**Task to carry out**
Copy down all of the data underneath, exactly as shown.

[Stored items from a collection]
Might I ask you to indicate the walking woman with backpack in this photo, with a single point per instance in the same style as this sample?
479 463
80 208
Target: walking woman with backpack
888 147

**Right answer**
Might I ask you to indicate the walking woman with backpack in this photo, with a single point per instance in the same style as this sample?
479 463
80 208
Target: walking woman with backpack
888 147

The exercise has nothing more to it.